| Task |
Reproduce word for word the passage of the Richard Evonitz biography from "Following his stint" up to and including "few years earlier.".

Richard Marc Edward Evonitz (July 29, 1963 – June 27, 2002) was an American serial killer, kidnapper, and rapist responsible for the deaths of three teenaged girls in Spotsylvania County, Virginia, and the abduction and rape of a 15-year-old girl in Richland County, South Carolina. Evonitz has been suspected of other murders, and confessed a number of crimes to his sister shortly before committing suicide.

Early life
Richard Marc Edward Evonitz was born at Providence Hospital in Columbia, South Carolina, to Joseph and Tess Ragin Evonitz. He was the first of three children; two sisters, Kristen and Jennifer, followed him in 1968 and 1971. Known as Marc to avoid confusion with a paternal uncle also named Richard, he graduated from Irmo High School in 1980 at age 16.

Career
After high school, Evonitz worked briefly as the manager of a Jiffy Lube, before joining the United States Navy. He served as a sonar technician and received a Good Conduct Medal before being honorably discharged after eight years of service.

Following his stint in the Navy, Evonitz worked steadily at businesses that sold compressors and grinding equipment. He filed for bankruptcy in 1997, unable to keep up with bills following a divorce, and had a house foreclosed in 1999 following a failed business venture, but at the time of his death, Evonitz had been working at an air-compressor company since moving to South Carolina a few years earlier.

| Input data |
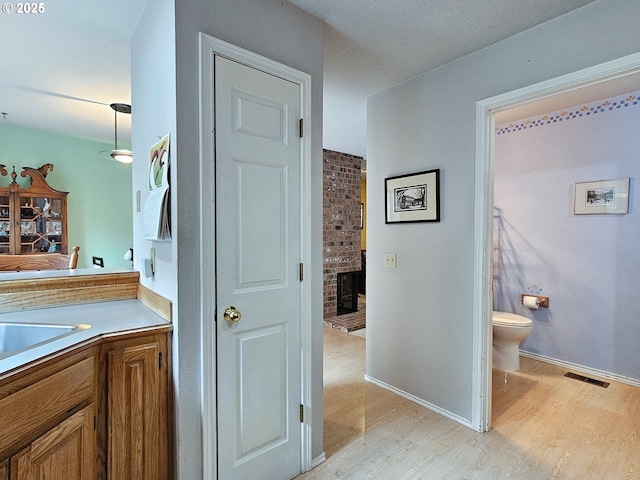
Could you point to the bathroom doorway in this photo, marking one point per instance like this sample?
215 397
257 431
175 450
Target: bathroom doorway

--

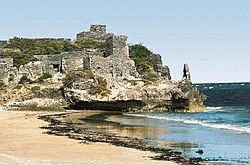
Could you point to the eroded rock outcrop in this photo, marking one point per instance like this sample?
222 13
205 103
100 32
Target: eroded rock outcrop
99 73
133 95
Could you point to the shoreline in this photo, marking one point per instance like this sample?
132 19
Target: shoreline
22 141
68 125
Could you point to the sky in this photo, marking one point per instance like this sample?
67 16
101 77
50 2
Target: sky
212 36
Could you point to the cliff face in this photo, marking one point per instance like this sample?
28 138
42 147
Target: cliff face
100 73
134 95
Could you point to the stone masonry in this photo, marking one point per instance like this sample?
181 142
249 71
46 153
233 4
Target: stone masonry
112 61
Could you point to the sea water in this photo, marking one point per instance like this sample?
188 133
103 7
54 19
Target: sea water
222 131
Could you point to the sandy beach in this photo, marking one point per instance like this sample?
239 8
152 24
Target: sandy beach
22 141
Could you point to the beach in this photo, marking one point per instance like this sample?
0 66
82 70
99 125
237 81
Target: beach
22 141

* * *

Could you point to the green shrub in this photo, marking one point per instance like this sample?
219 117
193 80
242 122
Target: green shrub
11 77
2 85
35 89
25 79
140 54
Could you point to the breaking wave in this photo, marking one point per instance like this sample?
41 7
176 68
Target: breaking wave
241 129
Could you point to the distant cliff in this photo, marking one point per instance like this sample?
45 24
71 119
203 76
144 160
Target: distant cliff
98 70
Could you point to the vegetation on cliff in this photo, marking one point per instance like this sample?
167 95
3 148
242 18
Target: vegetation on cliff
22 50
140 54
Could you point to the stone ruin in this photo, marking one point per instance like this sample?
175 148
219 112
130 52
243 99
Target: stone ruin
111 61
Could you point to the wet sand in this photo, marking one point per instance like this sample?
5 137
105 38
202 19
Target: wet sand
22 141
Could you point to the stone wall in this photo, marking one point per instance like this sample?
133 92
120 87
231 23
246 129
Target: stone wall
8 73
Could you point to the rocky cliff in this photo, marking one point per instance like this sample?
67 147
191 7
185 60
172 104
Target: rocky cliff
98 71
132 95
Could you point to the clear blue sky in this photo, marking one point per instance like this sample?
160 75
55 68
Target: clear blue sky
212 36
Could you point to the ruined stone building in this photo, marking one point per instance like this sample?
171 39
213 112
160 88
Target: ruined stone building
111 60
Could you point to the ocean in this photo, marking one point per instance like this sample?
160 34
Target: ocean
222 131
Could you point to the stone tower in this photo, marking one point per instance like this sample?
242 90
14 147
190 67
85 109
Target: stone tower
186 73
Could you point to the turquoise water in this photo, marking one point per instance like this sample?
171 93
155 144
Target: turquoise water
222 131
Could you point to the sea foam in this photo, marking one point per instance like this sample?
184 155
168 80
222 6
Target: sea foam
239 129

| Task result |
Following his stint in the Navy, Evonitz worked steadily at businesses that sold compressors and grinding equipment. He filed for bankruptcy in 1997, unable to keep up with bills following a divorce, and had a house foreclosed in 1999 following a failed business venture, but at the time of his death, Evonitz had been working at an air-compressor company since moving to South Carolina a few years earlier.